▶ [EXERCISE AIM] All entries below are to be duplicated verbatim.

***

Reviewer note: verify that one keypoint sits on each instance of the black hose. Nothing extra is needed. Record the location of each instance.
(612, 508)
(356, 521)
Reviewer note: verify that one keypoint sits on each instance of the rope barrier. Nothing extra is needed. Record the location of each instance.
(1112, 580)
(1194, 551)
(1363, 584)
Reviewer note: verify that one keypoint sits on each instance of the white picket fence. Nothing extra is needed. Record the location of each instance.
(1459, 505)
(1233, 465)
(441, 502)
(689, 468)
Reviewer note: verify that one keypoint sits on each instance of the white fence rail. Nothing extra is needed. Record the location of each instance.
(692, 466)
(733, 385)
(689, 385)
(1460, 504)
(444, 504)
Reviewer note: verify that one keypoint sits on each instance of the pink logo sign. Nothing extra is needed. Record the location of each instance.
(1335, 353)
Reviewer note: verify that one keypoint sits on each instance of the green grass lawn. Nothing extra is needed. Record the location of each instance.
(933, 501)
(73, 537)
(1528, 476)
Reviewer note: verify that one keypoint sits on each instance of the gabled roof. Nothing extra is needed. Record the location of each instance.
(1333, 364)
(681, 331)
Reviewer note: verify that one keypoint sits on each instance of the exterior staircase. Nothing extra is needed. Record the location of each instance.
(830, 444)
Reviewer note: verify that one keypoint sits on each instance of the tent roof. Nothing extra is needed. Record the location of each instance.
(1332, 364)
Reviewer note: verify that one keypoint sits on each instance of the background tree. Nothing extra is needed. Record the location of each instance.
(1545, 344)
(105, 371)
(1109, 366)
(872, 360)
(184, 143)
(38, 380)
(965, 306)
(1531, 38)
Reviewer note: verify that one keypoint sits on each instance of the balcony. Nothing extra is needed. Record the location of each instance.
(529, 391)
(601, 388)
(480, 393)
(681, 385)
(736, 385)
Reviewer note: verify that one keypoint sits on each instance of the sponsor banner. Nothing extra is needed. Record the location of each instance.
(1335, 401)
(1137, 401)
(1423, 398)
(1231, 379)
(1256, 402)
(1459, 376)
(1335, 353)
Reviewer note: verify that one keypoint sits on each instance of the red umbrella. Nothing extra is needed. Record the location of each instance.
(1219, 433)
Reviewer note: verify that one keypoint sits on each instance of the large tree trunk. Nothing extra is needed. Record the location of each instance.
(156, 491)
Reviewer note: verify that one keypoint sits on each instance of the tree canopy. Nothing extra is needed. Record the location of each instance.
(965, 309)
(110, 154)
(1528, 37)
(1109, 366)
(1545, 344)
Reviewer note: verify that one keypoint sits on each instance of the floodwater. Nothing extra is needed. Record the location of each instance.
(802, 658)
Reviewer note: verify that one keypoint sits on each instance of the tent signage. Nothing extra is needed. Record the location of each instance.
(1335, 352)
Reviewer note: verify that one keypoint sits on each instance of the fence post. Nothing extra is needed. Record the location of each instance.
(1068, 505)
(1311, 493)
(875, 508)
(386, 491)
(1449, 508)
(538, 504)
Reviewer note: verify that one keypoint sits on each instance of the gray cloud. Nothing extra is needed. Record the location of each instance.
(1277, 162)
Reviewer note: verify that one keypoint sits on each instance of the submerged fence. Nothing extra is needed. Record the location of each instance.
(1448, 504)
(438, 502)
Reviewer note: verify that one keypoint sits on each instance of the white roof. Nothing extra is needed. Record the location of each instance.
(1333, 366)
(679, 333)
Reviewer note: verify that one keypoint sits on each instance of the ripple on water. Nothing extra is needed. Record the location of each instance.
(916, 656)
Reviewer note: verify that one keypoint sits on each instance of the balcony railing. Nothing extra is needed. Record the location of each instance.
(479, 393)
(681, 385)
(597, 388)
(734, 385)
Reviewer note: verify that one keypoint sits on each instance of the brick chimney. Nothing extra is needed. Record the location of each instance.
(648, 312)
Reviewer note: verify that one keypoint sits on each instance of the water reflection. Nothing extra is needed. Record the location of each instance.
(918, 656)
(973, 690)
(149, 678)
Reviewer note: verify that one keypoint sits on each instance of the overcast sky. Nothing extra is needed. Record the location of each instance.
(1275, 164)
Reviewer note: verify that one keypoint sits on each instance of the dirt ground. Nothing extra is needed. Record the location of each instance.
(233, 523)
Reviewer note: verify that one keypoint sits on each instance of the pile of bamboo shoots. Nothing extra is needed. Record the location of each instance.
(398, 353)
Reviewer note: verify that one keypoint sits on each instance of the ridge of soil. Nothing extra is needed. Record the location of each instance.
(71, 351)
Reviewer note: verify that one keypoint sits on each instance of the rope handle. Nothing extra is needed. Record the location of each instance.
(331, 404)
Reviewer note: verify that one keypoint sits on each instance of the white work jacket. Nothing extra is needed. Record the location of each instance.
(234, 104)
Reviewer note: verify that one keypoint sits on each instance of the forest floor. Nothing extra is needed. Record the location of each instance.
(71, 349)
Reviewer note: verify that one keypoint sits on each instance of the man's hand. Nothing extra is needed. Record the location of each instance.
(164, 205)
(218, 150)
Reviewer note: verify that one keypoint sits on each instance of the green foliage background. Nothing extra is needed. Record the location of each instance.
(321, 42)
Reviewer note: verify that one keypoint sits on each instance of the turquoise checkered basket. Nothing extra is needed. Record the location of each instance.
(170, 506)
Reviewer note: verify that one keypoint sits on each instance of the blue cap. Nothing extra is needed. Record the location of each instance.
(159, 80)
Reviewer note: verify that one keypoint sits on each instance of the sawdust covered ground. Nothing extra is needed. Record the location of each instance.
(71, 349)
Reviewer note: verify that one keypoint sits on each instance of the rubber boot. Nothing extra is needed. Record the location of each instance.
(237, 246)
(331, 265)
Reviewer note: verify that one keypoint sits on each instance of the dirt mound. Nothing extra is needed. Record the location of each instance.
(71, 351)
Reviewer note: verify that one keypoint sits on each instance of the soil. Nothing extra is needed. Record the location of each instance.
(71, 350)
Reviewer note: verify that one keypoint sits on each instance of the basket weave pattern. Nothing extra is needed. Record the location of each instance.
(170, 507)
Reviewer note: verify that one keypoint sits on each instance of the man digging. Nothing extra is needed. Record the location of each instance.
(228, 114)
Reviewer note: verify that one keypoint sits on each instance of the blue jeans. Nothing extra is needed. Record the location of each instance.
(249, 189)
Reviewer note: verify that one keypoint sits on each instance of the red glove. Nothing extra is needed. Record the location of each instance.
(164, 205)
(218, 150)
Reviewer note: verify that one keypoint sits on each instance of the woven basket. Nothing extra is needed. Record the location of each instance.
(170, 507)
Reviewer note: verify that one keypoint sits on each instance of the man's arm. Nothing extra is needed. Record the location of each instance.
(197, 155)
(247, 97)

***

▶ [EXERCISE RESULT]
Reviewer note: verify that one keypoint sits on each instance of the black hose. Nothing extra is needed. Record the location of each instance.
(612, 508)
(356, 521)
Reviewer note: verify that one keypoint sits on each instance of the rope barrier. Nothing extra is needed. Record the location of each instance.
(1112, 580)
(1194, 551)
(1363, 584)
Reviewer note: verify that one keypoint sits on each instance of the white picket fence. Nothing extra is needed. Record the location of each instance.
(1459, 505)
(1233, 465)
(441, 502)
(689, 468)
Reviewer note: verify that one keypoint sits on each instance of the white fence rail. Nothing extra is needed. Record the location of each instance.
(692, 466)
(733, 385)
(689, 385)
(1460, 504)
(444, 504)
Reviewer note: verify that one keypoint sits on each instance of the pink logo sign. Nothing extra is needed. Record the location of each instance.
(1335, 353)
Reviewer note: verify that one keypoint sits on each instance of the green grass lawn. Nothing extra is needed. Record the location of each instance.
(933, 501)
(73, 537)
(1528, 476)
Reviewer note: verify that one keypoint sits on each instance of the gabled roof. Nothing extra is needed. Record the location of each instance.
(1333, 364)
(681, 331)
Reviewer note: verify that one keypoint sits on each instance of the exterior staircase. Nothing extra is needed. Record the location of each instance.
(830, 444)
Reviewer note: verify that one keypoint sits on each instance of the tent roof. Nothing extra is needed. Record the location of each instance.
(1332, 364)
Reviewer note: verify that one keypoint sits on each instance of the background tree. Nothing extra is needed. Record the location of each instance.
(1545, 344)
(105, 371)
(1109, 366)
(872, 360)
(184, 143)
(38, 380)
(965, 306)
(1531, 38)
Reviewer note: verify that one keypoint sits on each instance of the balcony. Nothing extra is needed. Record the location of each instance.
(529, 391)
(601, 388)
(480, 393)
(681, 385)
(736, 385)
Reviewer note: verify that one keypoint sits on each instance of the sponsor banner. Nothing extra is needed. Record the location of each instance.
(1335, 401)
(1137, 401)
(1423, 398)
(1231, 379)
(1256, 402)
(1459, 376)
(1335, 353)
Reviewer note: verify that one keypoint sits on each instance of the red umbrella. Nothing extra is needed. Record the location of each instance.
(1219, 433)
Reviewer note: verify that one keypoint sits on each instance of the large tree trunk. Nothing extra is needed. Record the location of each instance.
(156, 491)
Reviewer note: verify that one keypoint sits on each instance of the tree canopy. Nothing extra is needed. Record the location of each instance.
(965, 309)
(110, 154)
(1528, 37)
(1109, 366)
(1545, 344)
Reviewer note: verify that one keypoint sits on each instance of the floodwater. Nothing extra is needed. Record the location of each instance.
(802, 658)
Reviewer note: verify that one keypoint sits on each instance of the tent signage. Nothing extra is needed. Record the location of each instance.
(1335, 352)
Reviewer note: verify that one keypoint sits on each instance of the fence post. Nothing extra is needed. Record the location of each instance.
(1068, 505)
(1311, 493)
(875, 508)
(386, 491)
(1449, 508)
(538, 504)
Reviewer note: verify that one keypoint sits on each instance of the gray cloud. Nothing extra is needed. Record the location of each instance.
(1277, 162)
Reviewer note: verify that one keypoint sits on each instance of the submerged fence. Nothing extra is needed. Record the location of each instance.
(1448, 504)
(438, 502)
Reviewer note: verify that one keypoint sits on each instance of the white roof. Nothing extra is needed. Record the location of each instance.
(1333, 366)
(679, 333)
Reviewer note: verify that one keypoint sits on each instance of the ripple on water. Nothing extra is needed. Record the location of each instance.
(916, 656)
Reviewer note: verify that one keypoint sits on each instance of the balcony railing. Nothing extra is needed. Record the location of each instance.
(479, 393)
(681, 385)
(597, 388)
(734, 385)
Reviewer note: verify that one keypoint sits on each instance of the brick chimney. Nothing extra is needed. Record the location of each instance.
(648, 312)
Reviewer note: verify that one keypoint sits on each instance of the water reflection. Nothing extra is needed. Record the location of each instance.
(918, 656)
(973, 690)
(149, 678)
Reviewer note: verify that one keypoint sits on each instance of the overcast sky. Nothing extra is needed. Record the location of each instance.
(1275, 164)
Reviewer note: verify that one keypoint sits on each instance of the dirt ground. Nothing extra is needed. Record the location of each instance.
(233, 523)
Reviewer note: verify that one keypoint sits on each instance of the pile of bamboo shoots. Nothing extra is needed. Record the location of each instance.
(398, 353)
Reviewer note: verify that one keypoint sits on each instance of the ridge of soil. Nothing extra is needed. Record the location of each instance.
(71, 351)
Reviewer note: verify that one keypoint sits on each instance of the rope handle. Nothing extra is needed. Record the location of each instance.
(331, 404)
Reviewer note: verify that one keypoint sits on each instance of the white work jacket. Nothing extra is needed. Record the location of each instance.
(234, 104)
Reviewer note: verify that one keypoint sits on each instance of the forest floor. Nothing extra is needed. Record the location of each instance.
(71, 349)
Reviewer note: verify that one keypoint sits on each instance of the man's hand. Nothing extra is needed. Record the location of each instance.
(164, 205)
(218, 150)
Reviewer note: verify that one keypoint sits on each instance of the green foliage background. Nothing extra is needed. Record the location of each instance.
(321, 42)
Reviewer note: verify that one keypoint sits on each instance of the turquoise checkered basket. Nothing extra is needed. Record the location of each instance.
(170, 506)
Reviewer note: verify that one keypoint sits on each instance of the blue cap. Nothing extra is needed. Record the location of each instance.
(159, 80)
Reviewer note: verify that one keypoint sits on each instance of the sawdust covered ground. Nothing extra is needed. Record the location of each instance.
(71, 349)
Reviewer note: verify that one keypoint sits on each instance of the rubber boot. Nothing extra is needed. Record the location of each instance.
(237, 246)
(331, 265)
Reviewer note: verify that one keypoint sits on each instance of the dirt mound. Nothing extra is needed. Record the location of each instance.
(71, 351)
Reviewer note: verify that one keypoint sits on each instance of the soil. Nothing extra is needed. Record the location of each instance.
(71, 350)
Reviewer note: verify that one keypoint sits on each instance of the basket weave pattern. Nothing extra is needed. Record the location of each instance.
(170, 507)
Reviewer note: verify that one keypoint sits on each instance of the man digging. Nothing extra is needed. Record the location of each instance.
(228, 114)
Reviewer note: verify that one keypoint sits on each instance of the blue jeans. Nothing extra is needed. Record the location of each instance.
(249, 189)
Reviewer note: verify that one keypoint sits on each instance of the red glove. Nothing extra is needed. Record the location of each instance.
(164, 205)
(218, 150)
Reviewer note: verify that one keypoint sits on each instance of the woven basket. Nothing extra is needed. Record the location of each instance.
(170, 507)
Reviewer note: verify that one keypoint sits on each instance of the man's arm. Nothing extra is needed. Record the location of each instance.
(197, 155)
(247, 97)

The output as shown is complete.